YOUR TASK =>
In the excerpted passage on compound interest, what total balance does the $10,000 account reach at the end of year 2?

EXCERPTED PASSAGE =>
Compounding interest may be simply defined as interest earned on the sum of interest earned on some initial amount of funds (ie. Principal). In other words, let’s say today you have $10,000 in your interest bearing savings account, which pays 5% annually on that sum of money. At the end of the first year you will have earned interest on that $10,000 of 5% or $500. The total amount of money you will have at the end of the first year is $10,500 (Y1). If that same amount of money sits in the same interest bearing bank account at the same interest rate of 5%, you will have made $525 (5% * $10,500) at the end of year 2 for a total of $11,025 (Y2). If you continue to compound annually at this rate, you will have a total of $11,576 at the end of year 3 (Y3) as can be seen in the diagram below.
Compounding Interest Contrasted with Simple Interest
Compound interest may be contrasted with its less effective cousin, simple interest which is defined as interest earned on only the initial amount of funds (or the principal). If we use the same numbers from the example above, your account would look like this:
As you can see from the examples above, compounding interest on an annual basis at 5% will leave you with $11,576 at the end of year 3 while a simple interest account would have made you $11,500 or $76 less. At first glance these figures might look small, but when extended over 5 and even 10 years, the balance in your account could be viewed in the table below.

RECORDED DATA =>
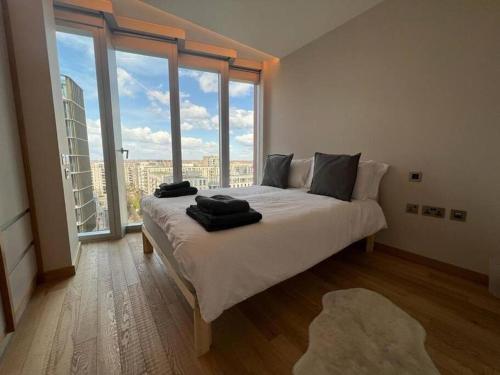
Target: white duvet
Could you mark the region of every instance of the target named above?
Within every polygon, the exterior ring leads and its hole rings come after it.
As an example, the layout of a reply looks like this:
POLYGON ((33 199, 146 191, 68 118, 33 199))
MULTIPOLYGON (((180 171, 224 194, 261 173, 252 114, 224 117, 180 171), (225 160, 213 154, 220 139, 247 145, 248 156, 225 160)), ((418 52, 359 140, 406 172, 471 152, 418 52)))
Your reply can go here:
POLYGON ((207 322, 386 227, 373 200, 343 202, 268 186, 200 193, 246 199, 263 216, 257 224, 209 233, 186 215, 194 195, 142 200, 142 209, 165 231, 181 272, 195 287, 207 322))

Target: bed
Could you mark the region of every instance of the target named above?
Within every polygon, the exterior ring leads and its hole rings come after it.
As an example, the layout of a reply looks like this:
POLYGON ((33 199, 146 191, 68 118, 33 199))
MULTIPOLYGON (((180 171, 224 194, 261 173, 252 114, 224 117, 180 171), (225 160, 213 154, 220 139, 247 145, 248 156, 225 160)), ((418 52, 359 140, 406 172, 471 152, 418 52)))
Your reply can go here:
POLYGON ((195 350, 207 352, 210 323, 224 310, 307 270, 351 243, 386 227, 372 199, 344 202, 305 189, 269 186, 215 189, 248 200, 261 222, 206 232, 186 215, 194 196, 145 197, 144 252, 157 254, 194 310, 195 350))

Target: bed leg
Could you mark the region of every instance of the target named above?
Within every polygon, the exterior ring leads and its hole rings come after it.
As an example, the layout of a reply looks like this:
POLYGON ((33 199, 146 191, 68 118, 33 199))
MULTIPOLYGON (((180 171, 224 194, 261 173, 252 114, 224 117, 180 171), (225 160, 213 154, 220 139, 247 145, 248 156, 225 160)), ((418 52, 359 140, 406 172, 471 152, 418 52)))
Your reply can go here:
POLYGON ((144 232, 142 232, 142 250, 144 254, 149 254, 153 252, 153 245, 149 242, 149 239, 146 237, 144 232))
POLYGON ((194 307, 194 350, 196 355, 202 356, 210 350, 212 344, 212 326, 203 320, 200 306, 196 302, 194 307))
POLYGON ((372 234, 371 236, 366 237, 366 252, 367 253, 373 252, 374 245, 375 245, 375 235, 372 234))

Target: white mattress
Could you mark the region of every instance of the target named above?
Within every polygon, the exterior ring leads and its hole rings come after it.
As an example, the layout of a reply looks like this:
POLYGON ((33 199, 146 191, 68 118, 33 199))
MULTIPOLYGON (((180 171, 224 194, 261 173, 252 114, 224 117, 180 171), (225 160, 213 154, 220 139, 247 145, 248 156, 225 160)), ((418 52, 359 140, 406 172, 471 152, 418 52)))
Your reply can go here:
POLYGON ((257 224, 209 233, 186 215, 194 195, 142 200, 142 209, 165 231, 183 276, 196 289, 207 322, 386 227, 373 200, 343 202, 268 186, 201 193, 246 199, 263 215, 257 224))

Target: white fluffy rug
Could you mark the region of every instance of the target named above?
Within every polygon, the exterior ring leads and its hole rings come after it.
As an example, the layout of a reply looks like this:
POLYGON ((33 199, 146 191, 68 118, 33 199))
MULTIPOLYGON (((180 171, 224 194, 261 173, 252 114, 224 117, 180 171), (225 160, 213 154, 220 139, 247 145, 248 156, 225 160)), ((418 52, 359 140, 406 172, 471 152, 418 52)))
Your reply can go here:
POLYGON ((439 374, 424 342, 420 323, 384 296, 361 288, 334 291, 323 296, 293 373, 439 374))

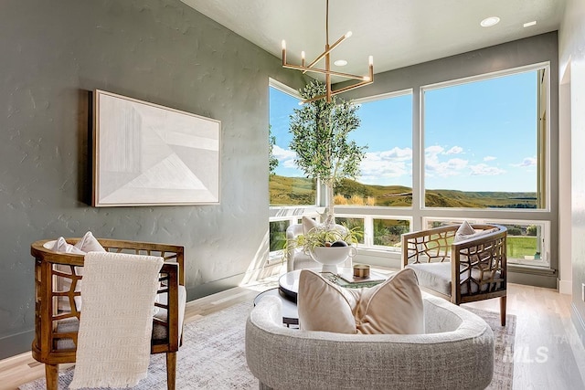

COMPLETED EXERCISE =>
$11,025